Collection entries
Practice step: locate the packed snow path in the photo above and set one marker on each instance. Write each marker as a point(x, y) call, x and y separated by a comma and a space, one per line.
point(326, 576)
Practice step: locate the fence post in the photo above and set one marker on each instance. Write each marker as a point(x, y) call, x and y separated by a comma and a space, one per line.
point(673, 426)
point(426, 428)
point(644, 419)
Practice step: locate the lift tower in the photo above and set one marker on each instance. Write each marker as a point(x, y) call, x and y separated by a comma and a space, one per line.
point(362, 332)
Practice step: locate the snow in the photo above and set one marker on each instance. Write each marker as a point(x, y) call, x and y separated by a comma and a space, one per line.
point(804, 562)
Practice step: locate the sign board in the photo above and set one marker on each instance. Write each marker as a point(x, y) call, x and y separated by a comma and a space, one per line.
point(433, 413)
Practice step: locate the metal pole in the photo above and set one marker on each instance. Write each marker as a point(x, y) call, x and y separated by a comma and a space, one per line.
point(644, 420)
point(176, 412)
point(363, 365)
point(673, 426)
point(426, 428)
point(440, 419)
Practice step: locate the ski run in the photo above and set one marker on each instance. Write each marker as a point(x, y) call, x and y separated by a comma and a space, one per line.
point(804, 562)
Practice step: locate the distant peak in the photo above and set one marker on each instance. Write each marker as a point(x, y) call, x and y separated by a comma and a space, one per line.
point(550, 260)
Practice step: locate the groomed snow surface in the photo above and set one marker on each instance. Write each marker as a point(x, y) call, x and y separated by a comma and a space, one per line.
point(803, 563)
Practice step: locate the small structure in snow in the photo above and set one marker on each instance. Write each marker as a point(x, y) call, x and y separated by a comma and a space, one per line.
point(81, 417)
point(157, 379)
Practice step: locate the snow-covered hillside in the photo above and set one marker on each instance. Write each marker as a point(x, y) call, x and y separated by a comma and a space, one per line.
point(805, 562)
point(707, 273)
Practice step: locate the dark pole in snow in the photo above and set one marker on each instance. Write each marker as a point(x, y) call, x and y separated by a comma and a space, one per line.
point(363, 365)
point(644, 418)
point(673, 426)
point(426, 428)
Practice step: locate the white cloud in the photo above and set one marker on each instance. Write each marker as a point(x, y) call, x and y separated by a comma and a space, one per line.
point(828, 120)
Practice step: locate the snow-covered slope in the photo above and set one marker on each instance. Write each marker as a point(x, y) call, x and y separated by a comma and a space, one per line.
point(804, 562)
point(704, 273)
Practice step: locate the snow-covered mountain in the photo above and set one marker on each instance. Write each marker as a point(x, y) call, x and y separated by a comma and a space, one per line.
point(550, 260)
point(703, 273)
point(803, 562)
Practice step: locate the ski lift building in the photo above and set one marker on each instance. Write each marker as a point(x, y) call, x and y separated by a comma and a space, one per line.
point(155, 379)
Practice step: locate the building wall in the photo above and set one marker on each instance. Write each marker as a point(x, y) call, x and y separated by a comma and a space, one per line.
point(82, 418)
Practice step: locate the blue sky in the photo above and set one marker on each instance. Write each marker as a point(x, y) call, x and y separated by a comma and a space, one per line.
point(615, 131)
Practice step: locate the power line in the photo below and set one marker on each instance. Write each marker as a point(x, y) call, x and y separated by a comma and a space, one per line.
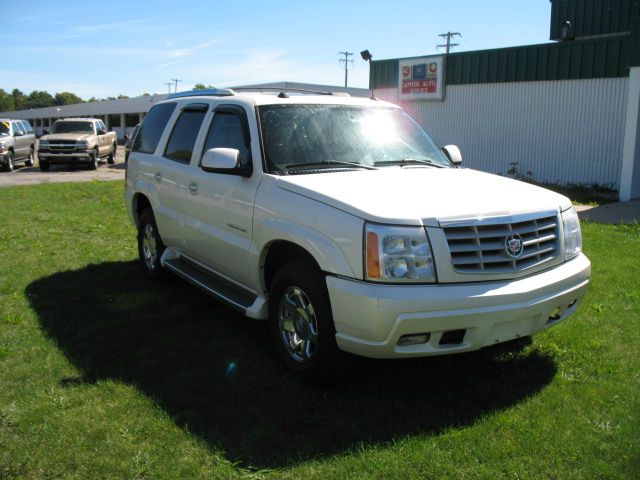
point(346, 61)
point(448, 45)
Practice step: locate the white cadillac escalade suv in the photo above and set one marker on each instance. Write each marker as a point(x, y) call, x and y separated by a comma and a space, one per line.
point(340, 222)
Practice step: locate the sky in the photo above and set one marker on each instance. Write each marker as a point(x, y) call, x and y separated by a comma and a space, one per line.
point(105, 49)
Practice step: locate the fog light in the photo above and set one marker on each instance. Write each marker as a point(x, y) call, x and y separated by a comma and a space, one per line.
point(414, 339)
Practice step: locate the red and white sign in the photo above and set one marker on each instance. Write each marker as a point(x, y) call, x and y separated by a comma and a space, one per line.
point(422, 78)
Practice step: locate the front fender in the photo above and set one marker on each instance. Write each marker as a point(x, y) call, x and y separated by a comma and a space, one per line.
point(326, 252)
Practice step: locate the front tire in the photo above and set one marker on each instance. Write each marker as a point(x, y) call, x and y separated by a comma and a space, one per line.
point(112, 156)
point(93, 161)
point(29, 161)
point(301, 323)
point(150, 246)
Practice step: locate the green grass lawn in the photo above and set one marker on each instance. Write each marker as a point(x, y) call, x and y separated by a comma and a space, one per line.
point(105, 375)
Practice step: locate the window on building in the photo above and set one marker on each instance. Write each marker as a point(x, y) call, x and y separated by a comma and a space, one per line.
point(114, 120)
point(131, 119)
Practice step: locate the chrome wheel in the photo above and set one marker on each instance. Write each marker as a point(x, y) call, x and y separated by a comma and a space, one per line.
point(298, 324)
point(149, 247)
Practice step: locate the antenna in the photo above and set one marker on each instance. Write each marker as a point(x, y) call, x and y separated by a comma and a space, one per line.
point(448, 45)
point(346, 61)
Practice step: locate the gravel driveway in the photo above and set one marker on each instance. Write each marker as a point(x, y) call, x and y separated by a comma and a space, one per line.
point(23, 175)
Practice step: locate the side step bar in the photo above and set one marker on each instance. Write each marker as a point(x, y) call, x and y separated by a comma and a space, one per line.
point(211, 283)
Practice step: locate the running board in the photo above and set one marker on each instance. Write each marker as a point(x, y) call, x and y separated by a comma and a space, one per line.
point(214, 285)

What this task involves: Write every record out again exactly; no pictures belong in the copy.

Answer box:
Practice step: locate the packed snow path in the photo above and set one marker on each instance. Write each marker as a point(x, y) call, x and y separated by a comma and a space, one per line.
point(326, 576)
Practice step: locate the fence post in the photo above and set one marker on each instance. Write each marker as a point(x, y) call, x and y separated by a comma and a space, one per line.
point(673, 426)
point(426, 428)
point(644, 419)
Practice step: locate the lift tower in the photo above and set one marker on each instance. Write each marker as a point(x, y) call, x and y separated by a comma and a space, one per line.
point(362, 332)
Practice step: locate the snow in the photo above and set one marker on each instance. Write each marker as a point(x, y) call, x and y separated by a comma and a space, one per line.
point(804, 562)
Practice step: locate the sign board in the photo above and set one marker on each instance. Write each marker as a point(x, y) call, x and y separated by a comma and a space, one per line.
point(433, 413)
Practice step: locate the metal pole in the photo above and set one marker on each instance. Write each marker as a point(x, y) call, x and y separated by a comma and a space, one per line.
point(644, 420)
point(176, 412)
point(363, 365)
point(673, 426)
point(426, 428)
point(440, 419)
Practice step: locate the ski run in the photo above and set one marker on each instance. Write each marker as a point(x, y) call, x and y separated by a comma and a space, one per line.
point(804, 562)
Practice step: locate the distant peak in the photo above and set one marker on each instance. Write each marker as a point(x, y) call, x and y separated by a comma and a space, one per line.
point(550, 260)
Practice step: locate the groomed snow surface in the photo above and set one marker on each instance. Write each marker as a point(x, y) call, x and y separated by a comma and a space, one per line.
point(803, 563)
Practice step: locate the small structure in snow in the photo above and set one marker on each instance. Write each marker as a point(x, y) call, x and y separated by a comma and a space, one per line.
point(81, 417)
point(157, 379)
Practice step: locate the snow-covered hillside in the photo above and set one marker on each instance. Write each marker as a point(x, y) call, x and y separated by a comma and a space, one per line.
point(805, 562)
point(707, 273)
Practice step: locate the dark pole in snow in the photo above and set one marker on each instance. Write each marker as a point(x, y) call, x and y separated by a comma and a space, one per line.
point(363, 365)
point(644, 418)
point(673, 426)
point(426, 428)
Practice step: locate the white cloud in the photo above and set one marker on each instance. Write each marker as a point(x, y) call, x and y separated by a comma and a space, one per line.
point(828, 120)
Practice step: locate the snow-covered slope in the photo above and set one marker on each instance. Write each marker as a point(x, y) call, x and y separated by a comma and a space, one per line.
point(804, 562)
point(704, 273)
Practice step: locate the snow-covered mountain in the photo above and set one marker on each instance. Write each marker as a point(x, y) call, x and y separated by a comma and a space, one per line.
point(550, 260)
point(703, 273)
point(803, 562)
Practice step: locate the ski lift building in the photo above and set one marker on each instance. Write each marker as a point(x, y) call, x and y separated by a comma and a space, one per line.
point(155, 379)
Practice step: locate the building wall in the photo above and set one marker on each instance. Write each marker as a point(x, y) call, x and y separated by a comma and a space, one per line.
point(82, 418)
Practice step: locate the blue sky in the photo above and set one marker on each instance. Write each marker as a point(x, y) call, x and y separated by a comma and a space, one per line.
point(615, 131)
Practice step: locate the power line in the photo below and set one marker on each instance. Write each marker as a point(x, y) call, x and y separated by a comma and a space, one per line.
point(346, 61)
point(448, 45)
Practice step: locate the white cadillac escalade suv in the photo above and set one marker on each instance. Write each marker as a point(x, y) call, x and y separated by a comma and a space, one per line.
point(340, 222)
Practice step: locate the sky in the photo above and set one marker on each instance. Write each marker as a point(x, y) call, x and y separated by a comma and a space, one per line.
point(105, 49)
Practice step: locate the fog light in the photo above and set one marker on each instance. Write each marker as a point(x, y) call, x and y separated by a comma and a space, one per line.
point(414, 339)
Practice step: locate the red and white sign in the photo above and set one marker on each instance. Write each marker as a point(x, y) call, x and y separated by a comma and a space, one per line.
point(422, 78)
Practice step: locate the front fender in the photo above and set one marker on each instance. Write each marker as a point(x, y) call, x and y separated by a comma and a space, one per line.
point(326, 252)
Practice step: locate the front tire in the photo above and set one marker on each instance. Write each marker as a point(x, y) call, x and y separated by a comma and a space, one per line.
point(112, 156)
point(93, 161)
point(29, 161)
point(301, 323)
point(150, 246)
Practice step: locate the green grass lawn in the photo above and set one marker on each instance. Write each marker as a point(x, y) call, x and y separated by a comma and a space, one per line.
point(105, 375)
Practice step: locate the window on building in the photo above and set one marker on each instance. Write each marker as a point(x, y) call, x and y separated by a comma and a space, one per line.
point(114, 120)
point(131, 119)
Practice step: locate the chrome wheel in the photo above and set one marker on each instance. Write each marker as a point(x, y) call, x and y separated by a comma and a space, one per line.
point(298, 324)
point(149, 247)
Practice step: locate the antenna in the photo above and set one marker on each instance. Write each marker as a point(x, y) call, x and y separated by a comma and a space, one per line.
point(448, 45)
point(346, 61)
Practice step: locate the gravel driveway in the photo above and set one marker on each instance. Write each marker as a point(x, y) call, x and y separated by a comma and a space, one per line.
point(23, 175)
Practice step: locate the side step bar in the photo above and set one marker on each instance. Write each marker as a point(x, y) call, x and y separated by a comma and a space, one per line.
point(211, 283)
Practice step: locate the running board in the photo above and set one marker on each instance. Write each marker as a point(x, y) call, x and y separated by a comma and a space, one per line.
point(214, 285)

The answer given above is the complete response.